● **Record set**
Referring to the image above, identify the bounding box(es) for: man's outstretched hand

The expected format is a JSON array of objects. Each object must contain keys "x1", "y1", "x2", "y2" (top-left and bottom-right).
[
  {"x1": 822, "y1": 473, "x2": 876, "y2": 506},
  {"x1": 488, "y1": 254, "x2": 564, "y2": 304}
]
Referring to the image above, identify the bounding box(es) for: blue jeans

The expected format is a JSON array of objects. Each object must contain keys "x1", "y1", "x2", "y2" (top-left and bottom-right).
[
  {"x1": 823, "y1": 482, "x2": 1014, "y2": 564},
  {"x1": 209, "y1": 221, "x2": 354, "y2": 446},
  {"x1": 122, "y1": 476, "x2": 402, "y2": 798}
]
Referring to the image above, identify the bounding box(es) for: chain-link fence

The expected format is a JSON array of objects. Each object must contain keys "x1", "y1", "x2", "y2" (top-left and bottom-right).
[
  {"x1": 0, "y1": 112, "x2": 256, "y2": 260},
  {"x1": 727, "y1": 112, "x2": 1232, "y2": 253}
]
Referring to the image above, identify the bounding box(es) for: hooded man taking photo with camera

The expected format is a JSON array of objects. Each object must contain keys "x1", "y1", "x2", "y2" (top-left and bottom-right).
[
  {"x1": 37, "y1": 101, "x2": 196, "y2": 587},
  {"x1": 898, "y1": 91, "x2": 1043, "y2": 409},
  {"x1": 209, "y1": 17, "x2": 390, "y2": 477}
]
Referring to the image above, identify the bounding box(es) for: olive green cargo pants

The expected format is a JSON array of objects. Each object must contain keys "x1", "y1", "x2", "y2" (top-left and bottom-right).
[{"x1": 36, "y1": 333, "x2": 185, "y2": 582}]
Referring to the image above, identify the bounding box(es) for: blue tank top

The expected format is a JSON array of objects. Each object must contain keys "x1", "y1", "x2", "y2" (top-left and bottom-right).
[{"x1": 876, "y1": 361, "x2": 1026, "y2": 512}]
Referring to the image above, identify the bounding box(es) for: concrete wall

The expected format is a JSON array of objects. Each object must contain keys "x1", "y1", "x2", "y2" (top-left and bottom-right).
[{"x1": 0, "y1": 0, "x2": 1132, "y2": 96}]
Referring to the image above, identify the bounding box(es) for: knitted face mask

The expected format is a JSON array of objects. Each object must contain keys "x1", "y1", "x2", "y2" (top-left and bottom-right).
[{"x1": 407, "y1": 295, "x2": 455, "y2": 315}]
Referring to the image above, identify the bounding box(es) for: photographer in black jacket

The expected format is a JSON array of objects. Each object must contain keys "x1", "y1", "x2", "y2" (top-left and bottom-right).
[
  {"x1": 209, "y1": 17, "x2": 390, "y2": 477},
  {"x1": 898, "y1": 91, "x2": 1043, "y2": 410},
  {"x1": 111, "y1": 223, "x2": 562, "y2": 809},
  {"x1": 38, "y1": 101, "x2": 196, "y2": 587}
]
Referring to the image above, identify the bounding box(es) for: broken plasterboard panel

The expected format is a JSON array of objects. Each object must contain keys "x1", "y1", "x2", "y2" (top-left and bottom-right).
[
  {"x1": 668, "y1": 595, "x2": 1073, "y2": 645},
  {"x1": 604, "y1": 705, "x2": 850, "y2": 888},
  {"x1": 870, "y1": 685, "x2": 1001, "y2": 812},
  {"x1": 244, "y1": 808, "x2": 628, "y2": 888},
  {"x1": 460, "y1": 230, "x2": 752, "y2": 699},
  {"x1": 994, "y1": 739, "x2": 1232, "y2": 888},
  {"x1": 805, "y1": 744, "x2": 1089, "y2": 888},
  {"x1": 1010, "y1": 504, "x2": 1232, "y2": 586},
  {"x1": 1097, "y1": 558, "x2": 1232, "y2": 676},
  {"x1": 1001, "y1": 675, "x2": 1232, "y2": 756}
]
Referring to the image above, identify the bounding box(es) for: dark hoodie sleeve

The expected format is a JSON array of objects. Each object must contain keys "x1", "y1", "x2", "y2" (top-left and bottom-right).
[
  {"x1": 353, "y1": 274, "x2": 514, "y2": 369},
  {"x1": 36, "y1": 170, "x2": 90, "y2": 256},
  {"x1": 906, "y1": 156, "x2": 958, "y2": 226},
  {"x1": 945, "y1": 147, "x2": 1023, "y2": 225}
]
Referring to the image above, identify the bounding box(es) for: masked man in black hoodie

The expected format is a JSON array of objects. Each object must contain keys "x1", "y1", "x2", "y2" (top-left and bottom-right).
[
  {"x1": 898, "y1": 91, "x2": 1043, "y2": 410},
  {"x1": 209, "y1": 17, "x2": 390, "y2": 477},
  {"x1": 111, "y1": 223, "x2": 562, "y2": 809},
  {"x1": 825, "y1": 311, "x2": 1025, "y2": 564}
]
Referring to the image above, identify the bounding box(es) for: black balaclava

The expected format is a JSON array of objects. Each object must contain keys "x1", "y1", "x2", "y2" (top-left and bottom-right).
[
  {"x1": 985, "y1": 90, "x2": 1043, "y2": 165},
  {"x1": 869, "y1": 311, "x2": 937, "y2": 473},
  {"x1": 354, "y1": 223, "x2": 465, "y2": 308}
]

● **Instructions for the task**
Copy out every line of the listing above, word for word and unchanged.

● **Complete answer**
Referring to the image above, identify the bounding box(es) for: man's outstretched hand

The expected format is a JSON array of objects. Each object must contain keys "x1", "y1", "x2", "y2" (top-left and bottom-right).
[
  {"x1": 822, "y1": 473, "x2": 876, "y2": 506},
  {"x1": 488, "y1": 254, "x2": 564, "y2": 304}
]
Referring to the image above, identify the bounding box(es) for: blue jeans

The expected format is a JSON array of objects. Each object must contain keys "x1", "y1", "x2", "y2" (top-left and bottom-right).
[
  {"x1": 823, "y1": 482, "x2": 1014, "y2": 564},
  {"x1": 209, "y1": 221, "x2": 354, "y2": 446},
  {"x1": 122, "y1": 476, "x2": 402, "y2": 798}
]
Referring to the image above, identify the bounding box(es) for: chain-link fence

The expected format is a JSON array of objects. Each object must contain keys "x1", "y1", "x2", "y2" (top-left and bottom-right).
[
  {"x1": 0, "y1": 112, "x2": 256, "y2": 260},
  {"x1": 727, "y1": 112, "x2": 1232, "y2": 253}
]
Referring to the image above, identify the bounding box(es) for: hooded man taking photo with camera

The expected format is a JSON array of objects. Each object must contain keys "x1", "y1", "x2", "y2" (top-left and bottom-right).
[
  {"x1": 37, "y1": 101, "x2": 196, "y2": 587},
  {"x1": 898, "y1": 91, "x2": 1043, "y2": 409},
  {"x1": 209, "y1": 17, "x2": 390, "y2": 477}
]
Referring to the image above, identify the bounding box(es) for: olive green cargo pants

The expected format is a JSON array of objects. Each object must contain keys "x1", "y1", "x2", "y2" (top-left and bottom-right).
[{"x1": 36, "y1": 333, "x2": 185, "y2": 582}]
Referring to the image above, identify the bounding box(es) for: blue tank top

The expected format is a JSON array of objects. Each object must contain keys "x1", "y1", "x2", "y2" (top-left and bottom-right).
[{"x1": 876, "y1": 361, "x2": 1026, "y2": 512}]
Referring to the image above, identify the bounding box(es) for: concrete wall

The expected format is a JSON array of objects. Each object must contain keys "x1", "y1", "x2", "y2" (top-left and bottom-right).
[{"x1": 0, "y1": 0, "x2": 1132, "y2": 96}]
Referring to the image above, identify the bounding box(es) for: knitted face mask

The expected format is a JSON array of objects. Each object must contain keys "x1", "y1", "x2", "y2" (top-left and bottom-right).
[{"x1": 407, "y1": 295, "x2": 455, "y2": 315}]
Referring to the image above, identify the bounding box(es) for: photographer in black jacket

The expected format is a JSON array of objects. Each object must contain keys "x1", "y1", "x2", "y2" (top-left and bottom-right).
[
  {"x1": 209, "y1": 17, "x2": 390, "y2": 477},
  {"x1": 898, "y1": 91, "x2": 1043, "y2": 410},
  {"x1": 111, "y1": 223, "x2": 562, "y2": 809},
  {"x1": 38, "y1": 101, "x2": 196, "y2": 587}
]
Referring to the image above, identify the bounding box(es) for: broken plasterboard panel

The expected format is a JSON array of objects. Each object must contain keys "x1", "y1", "x2", "y2" (top-left and bottom-right).
[
  {"x1": 668, "y1": 595, "x2": 1073, "y2": 645},
  {"x1": 604, "y1": 705, "x2": 850, "y2": 888},
  {"x1": 870, "y1": 685, "x2": 1001, "y2": 812},
  {"x1": 244, "y1": 808, "x2": 628, "y2": 888},
  {"x1": 460, "y1": 230, "x2": 752, "y2": 699},
  {"x1": 994, "y1": 739, "x2": 1232, "y2": 888},
  {"x1": 805, "y1": 744, "x2": 1089, "y2": 888},
  {"x1": 1010, "y1": 504, "x2": 1232, "y2": 586},
  {"x1": 1097, "y1": 558, "x2": 1232, "y2": 676},
  {"x1": 1001, "y1": 675, "x2": 1232, "y2": 756}
]
Referring to the image above, identify the bounding box(es) for: dark hoodie sleeve

The expected format is a JSON array of objects. Each object must contain keys "x1", "y1", "x2", "y2" (top-left and bottom-right).
[
  {"x1": 353, "y1": 274, "x2": 514, "y2": 369},
  {"x1": 36, "y1": 170, "x2": 90, "y2": 256},
  {"x1": 906, "y1": 156, "x2": 958, "y2": 226},
  {"x1": 945, "y1": 147, "x2": 1023, "y2": 225}
]
Referring to the image above, identify the bounding box(es) for: masked man in black hoodie

The expected format is a JSON array of objects. Each object must contain keys "x1", "y1", "x2", "y2" (top-left and bottom-right).
[
  {"x1": 898, "y1": 91, "x2": 1043, "y2": 410},
  {"x1": 209, "y1": 17, "x2": 390, "y2": 477},
  {"x1": 111, "y1": 223, "x2": 562, "y2": 809},
  {"x1": 825, "y1": 311, "x2": 1025, "y2": 564}
]
Referring to the image above, identify the bounding box(es) for: black balaclava

The expected format is a JSON array of objects. Each object must contain keys "x1", "y1", "x2", "y2" (top-left and bottom-right).
[
  {"x1": 985, "y1": 90, "x2": 1043, "y2": 165},
  {"x1": 869, "y1": 311, "x2": 937, "y2": 473},
  {"x1": 354, "y1": 223, "x2": 465, "y2": 308}
]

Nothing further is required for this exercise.